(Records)
>> Begin

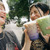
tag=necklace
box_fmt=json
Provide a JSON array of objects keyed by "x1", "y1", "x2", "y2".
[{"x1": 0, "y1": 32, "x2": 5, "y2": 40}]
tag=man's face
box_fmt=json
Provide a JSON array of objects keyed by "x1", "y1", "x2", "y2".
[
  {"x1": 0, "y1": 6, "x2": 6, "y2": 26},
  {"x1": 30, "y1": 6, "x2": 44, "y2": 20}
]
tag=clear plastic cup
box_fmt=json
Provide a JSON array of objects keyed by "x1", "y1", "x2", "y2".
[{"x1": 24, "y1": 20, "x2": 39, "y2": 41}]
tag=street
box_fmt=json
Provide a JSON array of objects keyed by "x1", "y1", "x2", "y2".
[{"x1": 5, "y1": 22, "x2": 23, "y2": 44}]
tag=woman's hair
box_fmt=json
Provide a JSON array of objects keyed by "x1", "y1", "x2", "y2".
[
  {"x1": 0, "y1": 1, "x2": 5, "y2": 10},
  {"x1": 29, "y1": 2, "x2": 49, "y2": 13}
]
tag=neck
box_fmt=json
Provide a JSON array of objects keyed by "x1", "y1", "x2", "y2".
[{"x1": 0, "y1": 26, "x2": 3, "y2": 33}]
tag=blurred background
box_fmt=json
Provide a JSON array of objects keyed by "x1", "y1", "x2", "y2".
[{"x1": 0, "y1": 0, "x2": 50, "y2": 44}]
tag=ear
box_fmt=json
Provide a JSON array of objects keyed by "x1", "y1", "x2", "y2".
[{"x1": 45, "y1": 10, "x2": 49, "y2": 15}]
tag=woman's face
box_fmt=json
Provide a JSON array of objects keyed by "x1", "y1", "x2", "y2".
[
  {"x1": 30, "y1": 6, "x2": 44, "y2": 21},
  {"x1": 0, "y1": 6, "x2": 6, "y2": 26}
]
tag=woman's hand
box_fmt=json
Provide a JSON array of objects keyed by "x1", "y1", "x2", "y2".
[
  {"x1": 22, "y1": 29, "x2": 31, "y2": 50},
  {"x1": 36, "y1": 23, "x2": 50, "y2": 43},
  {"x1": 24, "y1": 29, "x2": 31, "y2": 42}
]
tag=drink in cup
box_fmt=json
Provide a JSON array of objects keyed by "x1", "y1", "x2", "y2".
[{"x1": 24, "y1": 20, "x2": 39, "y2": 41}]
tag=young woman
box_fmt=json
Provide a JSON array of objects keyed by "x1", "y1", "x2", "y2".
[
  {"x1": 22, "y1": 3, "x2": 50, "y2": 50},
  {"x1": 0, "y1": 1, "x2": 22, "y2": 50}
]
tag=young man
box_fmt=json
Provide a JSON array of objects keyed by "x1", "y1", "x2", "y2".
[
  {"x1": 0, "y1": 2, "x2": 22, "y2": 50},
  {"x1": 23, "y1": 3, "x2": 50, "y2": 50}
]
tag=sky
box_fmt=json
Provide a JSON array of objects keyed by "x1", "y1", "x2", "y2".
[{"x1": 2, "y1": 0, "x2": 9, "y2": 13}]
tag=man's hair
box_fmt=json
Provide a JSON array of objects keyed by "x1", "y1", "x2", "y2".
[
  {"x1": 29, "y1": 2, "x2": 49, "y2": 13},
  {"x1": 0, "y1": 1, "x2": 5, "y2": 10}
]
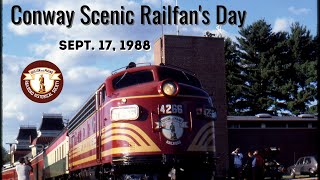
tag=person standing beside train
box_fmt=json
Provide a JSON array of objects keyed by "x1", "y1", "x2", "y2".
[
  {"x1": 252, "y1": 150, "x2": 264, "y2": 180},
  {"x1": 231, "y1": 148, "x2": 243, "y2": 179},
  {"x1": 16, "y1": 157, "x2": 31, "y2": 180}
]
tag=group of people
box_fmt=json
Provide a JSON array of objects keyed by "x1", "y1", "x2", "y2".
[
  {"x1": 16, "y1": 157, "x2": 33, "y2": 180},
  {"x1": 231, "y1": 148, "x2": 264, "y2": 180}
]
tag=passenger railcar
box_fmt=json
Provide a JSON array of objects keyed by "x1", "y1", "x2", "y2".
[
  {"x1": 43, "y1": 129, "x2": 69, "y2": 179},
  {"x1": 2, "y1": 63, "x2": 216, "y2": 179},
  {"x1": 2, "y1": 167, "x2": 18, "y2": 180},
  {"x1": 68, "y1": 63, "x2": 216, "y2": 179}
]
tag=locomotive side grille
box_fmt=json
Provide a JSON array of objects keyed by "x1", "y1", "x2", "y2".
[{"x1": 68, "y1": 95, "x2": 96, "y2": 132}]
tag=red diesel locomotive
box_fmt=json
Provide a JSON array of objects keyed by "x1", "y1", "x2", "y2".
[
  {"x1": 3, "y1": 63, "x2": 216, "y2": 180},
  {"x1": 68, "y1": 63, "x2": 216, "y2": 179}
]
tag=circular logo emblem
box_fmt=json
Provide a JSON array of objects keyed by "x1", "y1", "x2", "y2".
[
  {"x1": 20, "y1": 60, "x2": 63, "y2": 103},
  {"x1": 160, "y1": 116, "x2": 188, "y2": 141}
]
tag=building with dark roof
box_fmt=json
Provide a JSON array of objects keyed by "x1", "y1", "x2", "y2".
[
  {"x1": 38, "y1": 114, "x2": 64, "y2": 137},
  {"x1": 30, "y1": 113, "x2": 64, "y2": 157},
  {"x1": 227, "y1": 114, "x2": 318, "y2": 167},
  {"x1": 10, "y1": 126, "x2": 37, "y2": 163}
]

>> End
>> Begin

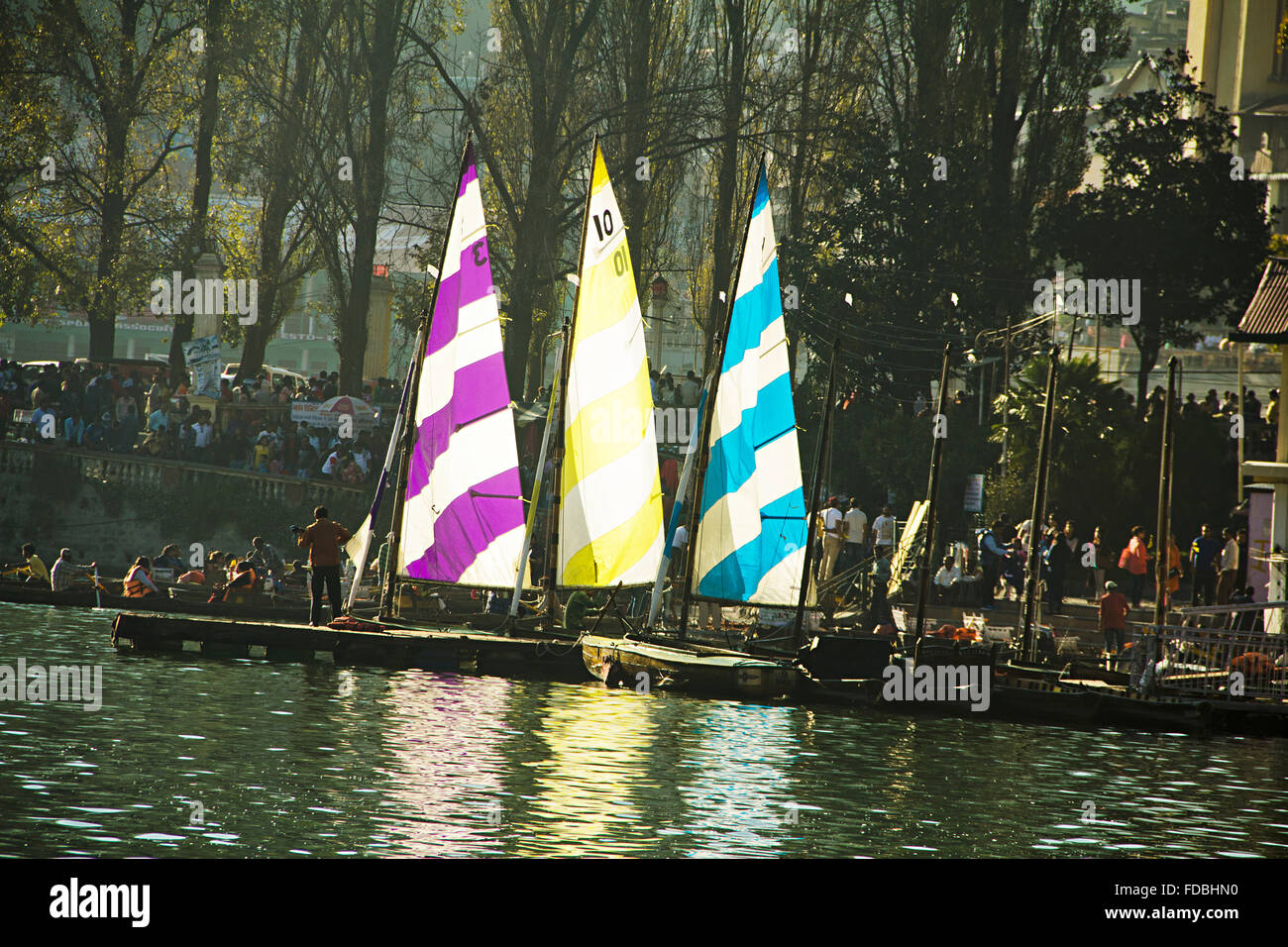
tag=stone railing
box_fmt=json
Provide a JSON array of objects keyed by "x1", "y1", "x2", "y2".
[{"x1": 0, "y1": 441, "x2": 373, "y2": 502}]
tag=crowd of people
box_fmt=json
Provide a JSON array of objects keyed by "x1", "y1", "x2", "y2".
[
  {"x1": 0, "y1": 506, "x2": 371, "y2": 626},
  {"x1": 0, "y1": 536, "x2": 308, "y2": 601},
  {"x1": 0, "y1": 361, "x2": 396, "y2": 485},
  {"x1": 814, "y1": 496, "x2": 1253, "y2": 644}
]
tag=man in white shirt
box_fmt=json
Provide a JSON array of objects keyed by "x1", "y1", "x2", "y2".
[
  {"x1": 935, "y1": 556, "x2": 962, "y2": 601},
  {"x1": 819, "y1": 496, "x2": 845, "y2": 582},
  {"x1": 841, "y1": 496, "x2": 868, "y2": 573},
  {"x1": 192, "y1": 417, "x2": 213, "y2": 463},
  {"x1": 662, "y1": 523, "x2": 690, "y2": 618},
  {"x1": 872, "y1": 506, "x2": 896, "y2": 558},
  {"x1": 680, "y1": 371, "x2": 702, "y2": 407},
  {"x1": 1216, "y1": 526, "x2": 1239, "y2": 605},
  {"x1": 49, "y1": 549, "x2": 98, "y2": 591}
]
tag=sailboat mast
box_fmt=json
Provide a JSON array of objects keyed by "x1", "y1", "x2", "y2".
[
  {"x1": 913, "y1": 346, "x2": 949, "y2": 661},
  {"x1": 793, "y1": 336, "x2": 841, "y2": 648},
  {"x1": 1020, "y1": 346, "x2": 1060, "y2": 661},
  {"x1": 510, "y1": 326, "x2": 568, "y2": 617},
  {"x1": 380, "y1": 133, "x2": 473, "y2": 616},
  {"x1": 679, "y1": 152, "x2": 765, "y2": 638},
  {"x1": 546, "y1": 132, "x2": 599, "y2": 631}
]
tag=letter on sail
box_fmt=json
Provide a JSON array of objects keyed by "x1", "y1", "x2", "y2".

>> End

What the task asks
Pull out each line of the material above that contains the word "people", and copy it.

Final result
tag=group of people
tag=crowd of people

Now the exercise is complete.